• [Exercise task]: Count the lines of the material that contain the string "brown", treating uppercase and lowercase as different, and give only that number.
___
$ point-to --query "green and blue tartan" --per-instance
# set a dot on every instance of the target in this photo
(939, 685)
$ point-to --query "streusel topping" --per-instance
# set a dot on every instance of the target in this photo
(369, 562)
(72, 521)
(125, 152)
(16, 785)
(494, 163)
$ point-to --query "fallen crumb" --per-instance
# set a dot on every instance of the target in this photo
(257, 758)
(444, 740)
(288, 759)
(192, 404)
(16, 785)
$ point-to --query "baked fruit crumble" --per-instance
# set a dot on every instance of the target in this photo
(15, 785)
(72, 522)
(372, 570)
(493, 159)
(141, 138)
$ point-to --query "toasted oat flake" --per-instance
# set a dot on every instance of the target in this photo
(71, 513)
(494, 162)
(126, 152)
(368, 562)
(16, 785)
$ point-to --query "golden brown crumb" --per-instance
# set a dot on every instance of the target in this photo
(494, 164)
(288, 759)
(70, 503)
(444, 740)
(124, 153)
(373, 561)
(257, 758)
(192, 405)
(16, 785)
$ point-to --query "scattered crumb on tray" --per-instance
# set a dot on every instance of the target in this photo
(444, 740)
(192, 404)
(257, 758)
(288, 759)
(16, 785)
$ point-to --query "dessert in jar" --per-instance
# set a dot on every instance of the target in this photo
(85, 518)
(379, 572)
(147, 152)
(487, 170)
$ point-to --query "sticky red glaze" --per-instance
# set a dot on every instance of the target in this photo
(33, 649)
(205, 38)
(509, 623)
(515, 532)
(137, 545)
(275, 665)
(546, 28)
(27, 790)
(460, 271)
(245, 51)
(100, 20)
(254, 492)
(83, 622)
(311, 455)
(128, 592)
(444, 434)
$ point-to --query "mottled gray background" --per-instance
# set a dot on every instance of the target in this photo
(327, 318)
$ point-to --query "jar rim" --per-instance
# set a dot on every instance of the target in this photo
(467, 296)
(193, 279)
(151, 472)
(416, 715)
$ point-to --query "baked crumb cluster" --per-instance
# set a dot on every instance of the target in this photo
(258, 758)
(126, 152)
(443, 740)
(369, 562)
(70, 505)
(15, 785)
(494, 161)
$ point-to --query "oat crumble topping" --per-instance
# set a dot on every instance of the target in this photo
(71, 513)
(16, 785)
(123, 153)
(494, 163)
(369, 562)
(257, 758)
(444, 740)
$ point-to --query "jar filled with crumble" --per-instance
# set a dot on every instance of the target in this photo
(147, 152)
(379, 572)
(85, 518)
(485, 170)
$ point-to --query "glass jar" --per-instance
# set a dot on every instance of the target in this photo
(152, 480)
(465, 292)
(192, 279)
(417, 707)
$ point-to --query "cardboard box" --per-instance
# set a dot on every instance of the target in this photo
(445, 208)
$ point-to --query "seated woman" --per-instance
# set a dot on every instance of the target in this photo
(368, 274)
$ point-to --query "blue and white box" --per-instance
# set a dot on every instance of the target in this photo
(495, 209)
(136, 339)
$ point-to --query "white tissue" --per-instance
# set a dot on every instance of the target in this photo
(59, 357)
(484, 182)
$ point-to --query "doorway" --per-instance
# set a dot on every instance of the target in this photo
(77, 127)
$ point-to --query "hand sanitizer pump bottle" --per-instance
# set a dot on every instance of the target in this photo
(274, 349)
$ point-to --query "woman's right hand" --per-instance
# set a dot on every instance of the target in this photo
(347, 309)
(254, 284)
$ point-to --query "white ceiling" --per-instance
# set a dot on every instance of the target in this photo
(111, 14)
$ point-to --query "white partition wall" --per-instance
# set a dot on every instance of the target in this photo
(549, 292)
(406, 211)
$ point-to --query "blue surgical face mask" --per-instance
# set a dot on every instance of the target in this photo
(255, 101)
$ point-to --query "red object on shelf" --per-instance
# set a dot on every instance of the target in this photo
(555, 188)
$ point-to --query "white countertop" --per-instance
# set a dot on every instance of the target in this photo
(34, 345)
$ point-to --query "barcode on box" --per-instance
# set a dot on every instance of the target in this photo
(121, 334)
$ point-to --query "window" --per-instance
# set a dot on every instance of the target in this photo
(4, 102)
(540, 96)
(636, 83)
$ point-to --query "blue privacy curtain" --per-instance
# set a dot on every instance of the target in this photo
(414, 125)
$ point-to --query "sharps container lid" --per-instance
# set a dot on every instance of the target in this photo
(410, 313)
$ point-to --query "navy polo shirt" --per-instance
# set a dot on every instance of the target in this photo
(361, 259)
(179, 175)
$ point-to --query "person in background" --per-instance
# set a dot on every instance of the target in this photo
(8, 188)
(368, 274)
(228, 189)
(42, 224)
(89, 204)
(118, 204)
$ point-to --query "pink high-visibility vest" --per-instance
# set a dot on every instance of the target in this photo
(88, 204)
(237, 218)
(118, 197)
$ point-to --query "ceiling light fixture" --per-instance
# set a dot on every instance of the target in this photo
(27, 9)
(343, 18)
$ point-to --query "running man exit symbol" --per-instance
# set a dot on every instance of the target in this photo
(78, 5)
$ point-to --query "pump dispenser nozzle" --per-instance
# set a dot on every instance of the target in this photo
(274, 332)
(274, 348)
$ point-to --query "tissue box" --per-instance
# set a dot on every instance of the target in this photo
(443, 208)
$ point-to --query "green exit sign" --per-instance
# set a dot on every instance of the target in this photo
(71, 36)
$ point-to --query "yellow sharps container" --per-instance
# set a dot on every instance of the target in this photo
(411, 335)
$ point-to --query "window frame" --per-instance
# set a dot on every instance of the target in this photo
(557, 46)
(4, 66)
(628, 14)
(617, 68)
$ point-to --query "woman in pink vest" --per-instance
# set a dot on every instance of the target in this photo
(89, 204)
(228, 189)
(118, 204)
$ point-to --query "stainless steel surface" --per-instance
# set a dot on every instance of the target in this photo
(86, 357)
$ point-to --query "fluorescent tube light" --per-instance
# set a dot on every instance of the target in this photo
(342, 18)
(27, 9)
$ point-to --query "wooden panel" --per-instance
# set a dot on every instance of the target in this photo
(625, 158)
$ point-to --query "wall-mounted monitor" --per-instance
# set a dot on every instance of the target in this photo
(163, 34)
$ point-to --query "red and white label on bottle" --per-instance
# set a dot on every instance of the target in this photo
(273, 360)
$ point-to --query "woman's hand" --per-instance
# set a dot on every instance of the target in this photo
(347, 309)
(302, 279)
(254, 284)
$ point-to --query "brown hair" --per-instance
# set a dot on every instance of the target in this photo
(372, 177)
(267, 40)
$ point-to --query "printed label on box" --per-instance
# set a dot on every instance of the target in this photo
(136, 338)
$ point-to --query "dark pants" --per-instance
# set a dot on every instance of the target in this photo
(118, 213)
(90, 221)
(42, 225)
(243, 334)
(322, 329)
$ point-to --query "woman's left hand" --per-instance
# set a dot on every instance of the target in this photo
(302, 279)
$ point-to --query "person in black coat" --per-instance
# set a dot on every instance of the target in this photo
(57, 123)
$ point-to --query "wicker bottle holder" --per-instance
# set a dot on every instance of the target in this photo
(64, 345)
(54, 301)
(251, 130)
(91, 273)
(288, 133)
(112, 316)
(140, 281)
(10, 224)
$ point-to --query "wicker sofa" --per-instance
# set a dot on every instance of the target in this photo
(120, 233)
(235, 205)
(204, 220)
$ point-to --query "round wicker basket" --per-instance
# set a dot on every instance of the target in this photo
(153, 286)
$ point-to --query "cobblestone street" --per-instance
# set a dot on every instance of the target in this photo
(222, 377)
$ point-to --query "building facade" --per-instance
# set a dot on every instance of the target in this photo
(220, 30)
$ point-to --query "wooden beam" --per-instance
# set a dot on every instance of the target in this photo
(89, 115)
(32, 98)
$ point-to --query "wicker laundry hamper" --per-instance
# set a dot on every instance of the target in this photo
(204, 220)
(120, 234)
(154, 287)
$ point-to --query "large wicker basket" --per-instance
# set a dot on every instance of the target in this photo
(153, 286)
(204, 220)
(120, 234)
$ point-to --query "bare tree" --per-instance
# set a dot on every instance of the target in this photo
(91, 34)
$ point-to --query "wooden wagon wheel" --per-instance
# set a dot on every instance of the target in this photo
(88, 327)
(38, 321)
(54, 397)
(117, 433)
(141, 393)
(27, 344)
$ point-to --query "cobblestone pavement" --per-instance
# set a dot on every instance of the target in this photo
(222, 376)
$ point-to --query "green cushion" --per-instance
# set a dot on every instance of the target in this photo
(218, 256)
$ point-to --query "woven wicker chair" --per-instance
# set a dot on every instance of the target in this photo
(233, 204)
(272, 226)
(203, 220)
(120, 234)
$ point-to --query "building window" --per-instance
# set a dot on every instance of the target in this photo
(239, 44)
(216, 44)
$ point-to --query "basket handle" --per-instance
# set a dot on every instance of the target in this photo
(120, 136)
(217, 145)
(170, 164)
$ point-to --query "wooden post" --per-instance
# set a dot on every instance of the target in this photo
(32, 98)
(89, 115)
___
• [Output of the exercise]: 2